Copy out the part of the listing below, starting at the line containing "Mark the balcony" and ending at the line containing "[324,1,345,13]", with both of those lines included. Keep the request lines unchanged, multiply each bounding-box coordinate in the answers by 1.4, and round to whole numbers, with halves rounded up.

== Data supplied ==
────────────────

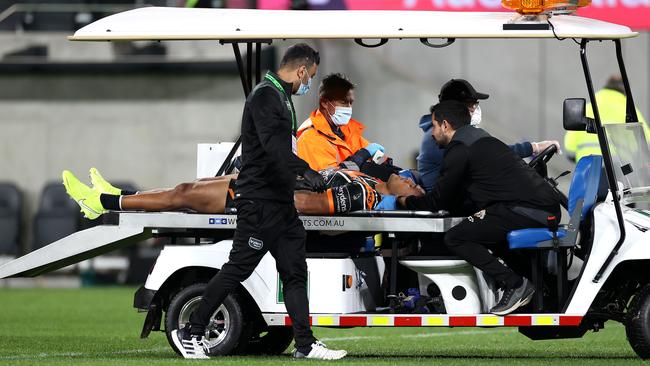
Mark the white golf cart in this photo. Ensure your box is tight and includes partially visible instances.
[0,8,650,359]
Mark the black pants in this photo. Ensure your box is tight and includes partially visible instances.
[190,200,316,349]
[445,205,544,287]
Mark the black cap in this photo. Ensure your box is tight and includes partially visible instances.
[438,79,489,102]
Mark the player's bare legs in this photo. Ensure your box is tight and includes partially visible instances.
[121,177,231,213]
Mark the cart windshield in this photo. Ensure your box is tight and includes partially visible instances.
[604,123,650,202]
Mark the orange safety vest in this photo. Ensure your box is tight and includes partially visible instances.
[297,109,368,170]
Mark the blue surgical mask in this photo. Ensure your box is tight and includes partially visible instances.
[296,74,311,95]
[469,105,481,127]
[331,107,352,126]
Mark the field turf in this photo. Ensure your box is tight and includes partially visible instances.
[0,288,645,366]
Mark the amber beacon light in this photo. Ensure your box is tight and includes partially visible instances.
[501,0,591,15]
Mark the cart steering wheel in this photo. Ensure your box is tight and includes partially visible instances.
[528,144,557,169]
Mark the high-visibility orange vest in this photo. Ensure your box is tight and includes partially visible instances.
[297,109,368,170]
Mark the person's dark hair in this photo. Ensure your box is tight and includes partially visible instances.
[318,73,354,100]
[430,100,472,130]
[280,43,320,69]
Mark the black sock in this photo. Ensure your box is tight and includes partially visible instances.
[506,276,524,289]
[99,193,121,211]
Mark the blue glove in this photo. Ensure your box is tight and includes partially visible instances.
[398,169,418,183]
[364,142,384,158]
[375,195,397,211]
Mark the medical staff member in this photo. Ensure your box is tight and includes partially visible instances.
[172,43,346,360]
[298,74,384,170]
[564,75,650,162]
[417,79,560,191]
[397,100,560,315]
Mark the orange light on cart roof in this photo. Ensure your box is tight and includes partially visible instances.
[501,0,591,15]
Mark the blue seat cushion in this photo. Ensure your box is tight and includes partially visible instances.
[508,228,566,249]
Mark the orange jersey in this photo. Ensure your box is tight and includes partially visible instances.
[297,109,368,170]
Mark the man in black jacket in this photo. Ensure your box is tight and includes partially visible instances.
[398,100,560,315]
[172,43,346,360]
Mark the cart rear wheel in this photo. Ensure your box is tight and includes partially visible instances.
[625,284,650,360]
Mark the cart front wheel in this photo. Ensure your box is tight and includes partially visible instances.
[165,283,250,356]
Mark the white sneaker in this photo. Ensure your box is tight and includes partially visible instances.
[293,341,348,360]
[172,328,210,360]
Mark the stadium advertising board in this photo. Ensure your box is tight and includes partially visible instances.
[257,0,650,30]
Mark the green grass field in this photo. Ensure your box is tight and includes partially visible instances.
[0,288,644,366]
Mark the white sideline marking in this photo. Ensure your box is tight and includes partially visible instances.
[0,347,171,360]
[0,329,514,360]
[320,329,515,342]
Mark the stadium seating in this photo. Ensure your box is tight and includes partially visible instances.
[0,182,23,256]
[32,181,81,250]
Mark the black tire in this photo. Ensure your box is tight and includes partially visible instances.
[244,327,293,355]
[625,285,650,360]
[165,283,251,356]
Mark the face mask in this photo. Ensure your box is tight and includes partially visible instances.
[330,107,352,126]
[469,105,481,127]
[296,69,311,95]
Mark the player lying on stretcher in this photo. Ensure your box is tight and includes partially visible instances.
[62,168,424,220]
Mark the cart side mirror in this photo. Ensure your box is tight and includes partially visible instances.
[562,98,596,132]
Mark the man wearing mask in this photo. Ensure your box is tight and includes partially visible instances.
[417,79,560,191]
[172,43,346,360]
[397,100,560,315]
[298,74,385,174]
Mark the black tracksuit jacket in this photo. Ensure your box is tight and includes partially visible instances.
[406,125,560,214]
[235,72,309,203]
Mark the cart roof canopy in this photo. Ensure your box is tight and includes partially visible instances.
[69,7,638,41]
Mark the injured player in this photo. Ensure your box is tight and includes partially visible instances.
[62,168,424,220]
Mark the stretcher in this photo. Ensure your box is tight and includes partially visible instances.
[0,211,460,278]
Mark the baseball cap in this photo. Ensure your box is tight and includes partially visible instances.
[438,79,489,102]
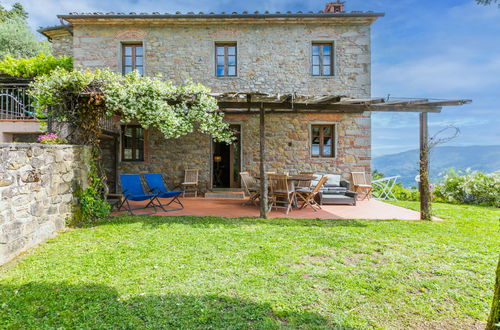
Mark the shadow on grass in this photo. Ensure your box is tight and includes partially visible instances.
[0,282,350,329]
[92,215,368,227]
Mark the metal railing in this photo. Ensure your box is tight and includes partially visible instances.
[0,84,36,120]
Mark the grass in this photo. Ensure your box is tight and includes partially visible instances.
[0,202,500,329]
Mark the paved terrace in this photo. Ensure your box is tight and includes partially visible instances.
[113,197,430,220]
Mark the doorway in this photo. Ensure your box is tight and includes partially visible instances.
[212,125,241,188]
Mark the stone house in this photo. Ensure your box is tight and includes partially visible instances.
[39,3,383,191]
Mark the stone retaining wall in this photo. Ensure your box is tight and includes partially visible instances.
[0,144,90,265]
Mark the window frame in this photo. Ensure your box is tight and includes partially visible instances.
[120,125,147,162]
[214,41,238,78]
[309,123,337,159]
[311,41,335,77]
[121,41,144,76]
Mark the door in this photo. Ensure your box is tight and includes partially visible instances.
[212,125,241,188]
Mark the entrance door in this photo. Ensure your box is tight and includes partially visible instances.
[212,125,241,188]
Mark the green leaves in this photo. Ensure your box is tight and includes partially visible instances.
[0,15,50,59]
[32,67,233,143]
[0,53,73,78]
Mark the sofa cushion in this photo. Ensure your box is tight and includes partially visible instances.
[323,187,347,194]
[325,174,340,187]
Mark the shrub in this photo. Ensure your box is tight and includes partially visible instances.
[434,169,500,207]
[0,53,73,78]
[37,133,67,144]
[68,187,111,227]
[372,170,419,201]
[0,16,50,59]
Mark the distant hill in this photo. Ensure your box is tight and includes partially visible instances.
[372,145,500,187]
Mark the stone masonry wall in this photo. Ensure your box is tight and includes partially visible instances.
[0,144,90,265]
[69,22,371,192]
[51,34,73,56]
[73,22,370,97]
[118,130,211,192]
[119,113,371,192]
[226,113,371,181]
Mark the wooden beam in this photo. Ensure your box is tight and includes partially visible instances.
[259,103,268,219]
[367,103,441,112]
[420,100,472,107]
[218,101,368,112]
[420,112,432,220]
[337,98,385,104]
[383,99,429,106]
[311,95,342,104]
[218,101,441,113]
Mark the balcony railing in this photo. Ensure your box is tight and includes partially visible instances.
[0,84,120,133]
[0,84,36,120]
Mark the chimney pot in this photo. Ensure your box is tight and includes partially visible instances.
[324,1,345,13]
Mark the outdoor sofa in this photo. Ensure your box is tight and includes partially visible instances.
[311,173,356,205]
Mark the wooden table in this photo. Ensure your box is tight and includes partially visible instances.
[254,173,316,181]
[254,173,316,208]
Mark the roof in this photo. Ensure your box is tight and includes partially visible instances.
[37,24,73,39]
[57,10,384,20]
[57,11,384,25]
[212,92,472,113]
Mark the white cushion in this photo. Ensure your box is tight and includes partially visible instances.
[325,174,340,186]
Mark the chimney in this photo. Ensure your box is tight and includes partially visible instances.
[325,1,344,13]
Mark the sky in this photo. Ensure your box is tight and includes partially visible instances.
[0,0,500,156]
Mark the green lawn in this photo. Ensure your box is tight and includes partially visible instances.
[0,203,500,329]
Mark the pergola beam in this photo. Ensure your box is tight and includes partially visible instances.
[219,101,441,113]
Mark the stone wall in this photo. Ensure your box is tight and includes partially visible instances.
[73,21,371,97]
[51,34,73,56]
[118,130,212,192]
[0,144,90,264]
[119,113,371,192]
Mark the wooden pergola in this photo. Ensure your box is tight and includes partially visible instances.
[211,92,472,220]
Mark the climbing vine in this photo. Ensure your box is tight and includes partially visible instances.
[31,68,233,226]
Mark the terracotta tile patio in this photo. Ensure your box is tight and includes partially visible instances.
[113,197,426,220]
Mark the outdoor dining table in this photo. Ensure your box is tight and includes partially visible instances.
[254,173,316,208]
[254,173,316,182]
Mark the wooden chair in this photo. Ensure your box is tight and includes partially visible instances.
[240,172,260,205]
[181,168,198,197]
[297,176,328,212]
[295,172,314,190]
[351,172,373,200]
[268,174,295,214]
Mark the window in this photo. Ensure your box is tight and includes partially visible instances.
[311,125,335,157]
[122,43,144,75]
[122,125,144,161]
[312,42,333,76]
[215,43,236,77]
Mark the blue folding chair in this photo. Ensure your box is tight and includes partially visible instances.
[144,173,184,212]
[118,174,161,215]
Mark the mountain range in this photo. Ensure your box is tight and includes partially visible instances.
[372,145,500,187]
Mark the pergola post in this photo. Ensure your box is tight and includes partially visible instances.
[259,103,268,219]
[420,112,431,220]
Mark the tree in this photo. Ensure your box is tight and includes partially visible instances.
[486,258,500,330]
[0,3,50,59]
[0,2,28,22]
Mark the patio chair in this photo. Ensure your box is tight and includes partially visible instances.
[181,168,198,197]
[240,172,260,205]
[118,174,160,215]
[295,172,314,190]
[297,176,328,212]
[144,173,184,212]
[268,174,295,214]
[351,172,373,200]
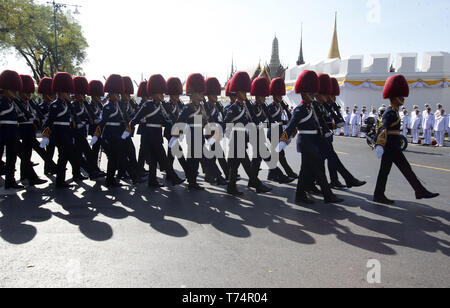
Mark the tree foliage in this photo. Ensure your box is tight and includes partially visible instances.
[0,0,88,81]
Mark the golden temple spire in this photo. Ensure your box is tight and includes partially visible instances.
[328,12,341,59]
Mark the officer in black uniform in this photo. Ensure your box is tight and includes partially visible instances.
[311,74,366,189]
[0,70,23,189]
[267,78,297,181]
[172,74,220,190]
[224,72,272,196]
[41,72,80,188]
[373,75,439,204]
[14,75,48,186]
[277,71,344,204]
[119,76,147,183]
[162,77,188,176]
[84,80,105,167]
[91,74,142,188]
[122,75,184,188]
[38,77,58,175]
[70,77,106,181]
[136,81,150,172]
[246,77,297,184]
[204,77,229,185]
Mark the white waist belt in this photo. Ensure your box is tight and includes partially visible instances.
[145,124,162,128]
[233,127,247,132]
[105,122,121,127]
[53,122,70,126]
[298,130,319,135]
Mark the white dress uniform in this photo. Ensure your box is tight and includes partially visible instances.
[350,111,361,137]
[409,113,422,144]
[360,112,369,138]
[344,112,352,137]
[422,112,434,145]
[401,113,411,137]
[434,113,448,147]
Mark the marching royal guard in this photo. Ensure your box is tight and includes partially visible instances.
[247,77,295,184]
[85,80,105,166]
[38,77,57,175]
[312,74,367,190]
[162,77,188,175]
[136,81,150,170]
[373,75,439,204]
[41,72,80,188]
[277,71,344,204]
[70,77,106,181]
[224,72,272,196]
[171,74,220,190]
[91,74,142,188]
[122,75,184,188]
[119,76,147,182]
[14,75,52,185]
[267,78,298,182]
[204,77,229,185]
[0,70,24,189]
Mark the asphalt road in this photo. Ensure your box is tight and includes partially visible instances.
[0,137,450,288]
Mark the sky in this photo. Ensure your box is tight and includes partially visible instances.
[0,0,450,83]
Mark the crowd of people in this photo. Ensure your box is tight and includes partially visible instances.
[336,104,450,147]
[0,70,438,204]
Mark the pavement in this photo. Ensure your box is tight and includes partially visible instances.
[0,137,450,288]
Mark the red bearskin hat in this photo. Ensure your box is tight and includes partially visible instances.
[230,72,252,93]
[73,76,89,95]
[250,77,270,97]
[105,74,123,94]
[122,76,134,95]
[206,77,222,96]
[270,78,286,96]
[167,77,183,95]
[52,72,74,93]
[89,80,105,97]
[137,81,148,98]
[383,75,409,99]
[186,74,206,94]
[20,75,36,93]
[147,75,167,96]
[38,77,53,95]
[317,74,332,95]
[330,77,341,96]
[0,70,23,92]
[295,71,320,94]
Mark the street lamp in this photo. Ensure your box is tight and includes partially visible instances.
[47,0,81,71]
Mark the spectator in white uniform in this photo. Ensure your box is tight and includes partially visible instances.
[360,106,369,138]
[401,109,410,137]
[422,107,434,146]
[344,107,352,137]
[434,107,448,147]
[409,109,422,144]
[350,107,361,137]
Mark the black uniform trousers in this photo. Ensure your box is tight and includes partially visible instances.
[297,146,333,199]
[375,150,426,196]
[142,134,179,186]
[52,135,80,185]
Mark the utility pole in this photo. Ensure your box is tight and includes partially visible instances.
[47,0,81,72]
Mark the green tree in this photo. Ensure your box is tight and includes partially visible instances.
[0,0,88,82]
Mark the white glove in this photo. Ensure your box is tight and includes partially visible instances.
[122,131,131,140]
[275,142,287,153]
[375,145,384,159]
[90,136,98,146]
[169,137,179,149]
[207,137,217,146]
[40,137,50,149]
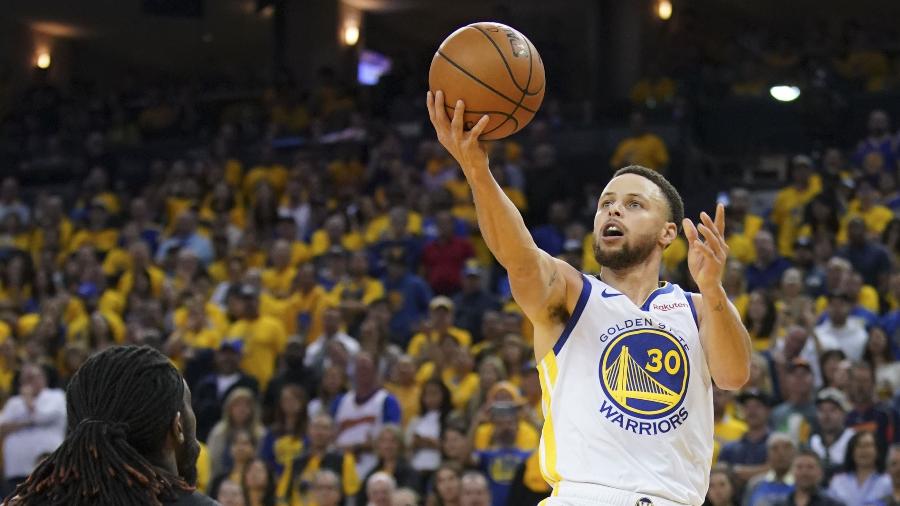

────────────────

== Answer for the task ==
Mark the balcony railing in this photo. Ensure your box is tight and includes partially visible instances.
[0,118,168,186]
[0,118,50,168]
Mark the chimney pot in this photo. Ensure your box is tight and includes partially visible instances.
[454,1,483,18]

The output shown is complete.